---------- Excerpt provided

The title song won an Academy Award that year. British film writer Deborah Allison maintains that the film played a pivotal role in movie-movie history. Her interesting article as at THIS LINK.
May 2, 2009
I just finished reading “Ike: An American Hero,” the 2007 biography of Dwight Eisenhower by Michael Korda, a former RAF pilot whose books include a biography of Ulysses S. Grant. This book seemed almost as long as the Second World War, but it provides a lot of insight into the military realities of the allied campaign for control of North Africa, Sicily, and ultimately the European mainland via the beaches of France.
Korda, who is British, tries to sort out the conflicting judgments about Eisenhower’s military leadership, which varies in direct relationship to which side of the Atlantic it comes from. That’s an interesting point in itself, because what Korda finds to be the key to Eisenhower’s genius is that he was able to manage and manipulate the constant head-banging among allied leaders – Winston Churchill, Charles DeGaulle, Joseph Stalin, and Franklin Roosevelt – who seemed to have few common interests beyond defeating Nazi Germany, and – on the other hand – who had many interests that were in conflict.

--------------------
---------- Data records

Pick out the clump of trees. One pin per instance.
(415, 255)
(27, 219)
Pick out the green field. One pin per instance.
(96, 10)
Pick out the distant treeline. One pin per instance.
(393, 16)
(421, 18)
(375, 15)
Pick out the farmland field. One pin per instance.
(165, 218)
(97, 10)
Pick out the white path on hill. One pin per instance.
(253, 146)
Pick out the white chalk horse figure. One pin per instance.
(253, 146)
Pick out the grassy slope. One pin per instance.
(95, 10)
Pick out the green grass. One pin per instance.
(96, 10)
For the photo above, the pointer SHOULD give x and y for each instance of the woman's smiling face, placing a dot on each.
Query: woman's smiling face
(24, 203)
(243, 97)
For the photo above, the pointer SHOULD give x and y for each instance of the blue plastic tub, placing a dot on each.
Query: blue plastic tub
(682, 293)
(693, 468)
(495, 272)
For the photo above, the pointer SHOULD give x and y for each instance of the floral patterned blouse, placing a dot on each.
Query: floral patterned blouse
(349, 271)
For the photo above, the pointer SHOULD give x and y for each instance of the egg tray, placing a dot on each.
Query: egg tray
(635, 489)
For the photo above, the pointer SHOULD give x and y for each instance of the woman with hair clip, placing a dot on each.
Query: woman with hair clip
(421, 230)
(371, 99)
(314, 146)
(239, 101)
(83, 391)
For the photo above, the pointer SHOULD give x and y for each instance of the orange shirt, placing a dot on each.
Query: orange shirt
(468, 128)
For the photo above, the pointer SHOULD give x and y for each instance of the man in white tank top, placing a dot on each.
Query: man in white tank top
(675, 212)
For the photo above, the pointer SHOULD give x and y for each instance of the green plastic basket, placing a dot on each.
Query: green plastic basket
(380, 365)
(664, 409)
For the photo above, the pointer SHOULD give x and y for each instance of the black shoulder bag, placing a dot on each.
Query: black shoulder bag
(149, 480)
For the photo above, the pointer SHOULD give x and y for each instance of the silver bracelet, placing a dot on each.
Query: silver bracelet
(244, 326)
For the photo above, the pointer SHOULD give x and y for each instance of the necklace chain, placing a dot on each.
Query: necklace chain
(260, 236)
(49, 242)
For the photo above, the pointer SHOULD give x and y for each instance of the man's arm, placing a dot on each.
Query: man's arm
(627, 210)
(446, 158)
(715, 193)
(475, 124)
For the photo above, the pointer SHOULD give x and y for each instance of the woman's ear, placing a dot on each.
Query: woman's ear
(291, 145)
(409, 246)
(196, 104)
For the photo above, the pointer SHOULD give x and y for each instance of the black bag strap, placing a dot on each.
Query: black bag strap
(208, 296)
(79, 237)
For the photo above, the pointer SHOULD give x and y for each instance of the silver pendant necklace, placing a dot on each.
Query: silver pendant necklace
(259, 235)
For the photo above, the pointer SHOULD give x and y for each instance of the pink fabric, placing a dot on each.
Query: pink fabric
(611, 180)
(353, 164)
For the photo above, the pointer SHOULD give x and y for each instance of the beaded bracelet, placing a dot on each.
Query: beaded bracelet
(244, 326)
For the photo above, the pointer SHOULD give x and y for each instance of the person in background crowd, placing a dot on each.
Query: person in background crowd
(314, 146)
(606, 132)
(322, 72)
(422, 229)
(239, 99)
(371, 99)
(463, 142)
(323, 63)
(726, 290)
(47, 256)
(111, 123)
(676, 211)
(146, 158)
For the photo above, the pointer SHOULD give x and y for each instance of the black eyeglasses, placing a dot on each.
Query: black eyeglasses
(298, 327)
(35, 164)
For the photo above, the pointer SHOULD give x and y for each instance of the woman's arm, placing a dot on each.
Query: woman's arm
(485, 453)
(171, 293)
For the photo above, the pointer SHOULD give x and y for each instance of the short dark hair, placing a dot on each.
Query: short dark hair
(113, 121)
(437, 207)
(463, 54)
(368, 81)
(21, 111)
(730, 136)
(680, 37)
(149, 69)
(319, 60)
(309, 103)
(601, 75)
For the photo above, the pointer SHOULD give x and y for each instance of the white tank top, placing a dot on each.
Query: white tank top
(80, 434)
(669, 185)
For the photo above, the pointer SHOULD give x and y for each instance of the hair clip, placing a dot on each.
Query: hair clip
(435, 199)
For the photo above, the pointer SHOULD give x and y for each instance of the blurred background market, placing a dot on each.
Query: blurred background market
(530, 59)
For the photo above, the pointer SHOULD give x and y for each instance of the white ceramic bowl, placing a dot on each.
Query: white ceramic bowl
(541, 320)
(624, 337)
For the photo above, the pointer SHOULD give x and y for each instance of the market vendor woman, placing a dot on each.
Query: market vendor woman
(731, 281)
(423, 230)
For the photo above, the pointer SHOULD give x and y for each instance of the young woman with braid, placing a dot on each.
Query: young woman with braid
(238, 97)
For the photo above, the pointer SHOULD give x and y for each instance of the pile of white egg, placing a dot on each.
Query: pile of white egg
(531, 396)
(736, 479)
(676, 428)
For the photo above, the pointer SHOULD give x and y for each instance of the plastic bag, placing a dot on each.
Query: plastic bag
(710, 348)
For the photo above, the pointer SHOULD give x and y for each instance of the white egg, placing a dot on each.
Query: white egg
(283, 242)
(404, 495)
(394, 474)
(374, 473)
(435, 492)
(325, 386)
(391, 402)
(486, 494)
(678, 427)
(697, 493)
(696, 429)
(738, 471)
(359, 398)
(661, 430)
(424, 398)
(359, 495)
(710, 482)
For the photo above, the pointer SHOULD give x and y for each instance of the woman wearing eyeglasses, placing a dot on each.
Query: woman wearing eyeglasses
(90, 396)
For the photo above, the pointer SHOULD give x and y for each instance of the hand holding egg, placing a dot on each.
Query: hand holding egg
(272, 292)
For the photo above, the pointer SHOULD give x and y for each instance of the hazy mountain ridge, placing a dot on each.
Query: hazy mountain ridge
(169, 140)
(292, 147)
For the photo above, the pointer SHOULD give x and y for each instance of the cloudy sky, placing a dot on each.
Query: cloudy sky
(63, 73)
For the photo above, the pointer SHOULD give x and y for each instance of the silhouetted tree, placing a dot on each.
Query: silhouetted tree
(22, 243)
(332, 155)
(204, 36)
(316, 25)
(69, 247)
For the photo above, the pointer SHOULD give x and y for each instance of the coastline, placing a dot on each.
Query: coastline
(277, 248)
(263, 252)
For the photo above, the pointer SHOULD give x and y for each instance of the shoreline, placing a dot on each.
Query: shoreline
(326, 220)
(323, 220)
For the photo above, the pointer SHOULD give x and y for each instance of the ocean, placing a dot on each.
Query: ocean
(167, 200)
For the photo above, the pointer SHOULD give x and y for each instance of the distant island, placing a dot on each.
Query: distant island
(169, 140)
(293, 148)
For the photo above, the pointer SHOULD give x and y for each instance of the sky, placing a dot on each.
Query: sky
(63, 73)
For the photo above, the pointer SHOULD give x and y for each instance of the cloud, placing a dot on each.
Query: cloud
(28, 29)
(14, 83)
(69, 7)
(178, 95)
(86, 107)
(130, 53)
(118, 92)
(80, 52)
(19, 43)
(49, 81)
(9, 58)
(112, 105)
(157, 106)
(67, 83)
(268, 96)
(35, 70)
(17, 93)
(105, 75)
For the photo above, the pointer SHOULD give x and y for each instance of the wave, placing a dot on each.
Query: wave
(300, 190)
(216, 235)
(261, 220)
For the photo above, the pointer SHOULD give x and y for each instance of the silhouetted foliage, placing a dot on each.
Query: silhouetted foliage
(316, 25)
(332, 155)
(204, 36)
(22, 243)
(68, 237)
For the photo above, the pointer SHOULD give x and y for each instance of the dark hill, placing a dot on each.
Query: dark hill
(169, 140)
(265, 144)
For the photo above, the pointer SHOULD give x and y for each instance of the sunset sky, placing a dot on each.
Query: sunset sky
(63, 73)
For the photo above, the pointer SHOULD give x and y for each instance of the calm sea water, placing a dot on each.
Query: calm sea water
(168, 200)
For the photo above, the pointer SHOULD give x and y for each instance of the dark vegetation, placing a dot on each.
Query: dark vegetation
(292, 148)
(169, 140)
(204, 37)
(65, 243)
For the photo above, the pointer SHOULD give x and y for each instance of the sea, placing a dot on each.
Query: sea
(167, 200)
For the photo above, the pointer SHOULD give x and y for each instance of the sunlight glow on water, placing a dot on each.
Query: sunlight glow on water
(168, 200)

--------------------

▸ **Activity list**:
A - Please reproduce the part of the excerpt on the Eisenhower biography that opens with the words "The title song" and closes with "at THIS LINK.".
B - Answer these questions from the excerpt on the Eisenhower biography, one answer per line:
(i) Who wrote the 2007 biography "Ike: An American Hero"?
(ii) What did the title song win that year?
(iii) What nationality is the biographer?

▸ **List of answers**:
A -
The title song won an Academy Award that year. British film writer Deborah Allison maintains that the film played a pivotal role in movie-movie history. Her interesting article as at THIS LINK.

B -
(i) Michael Korda
(ii) An Academy Award
(iii) British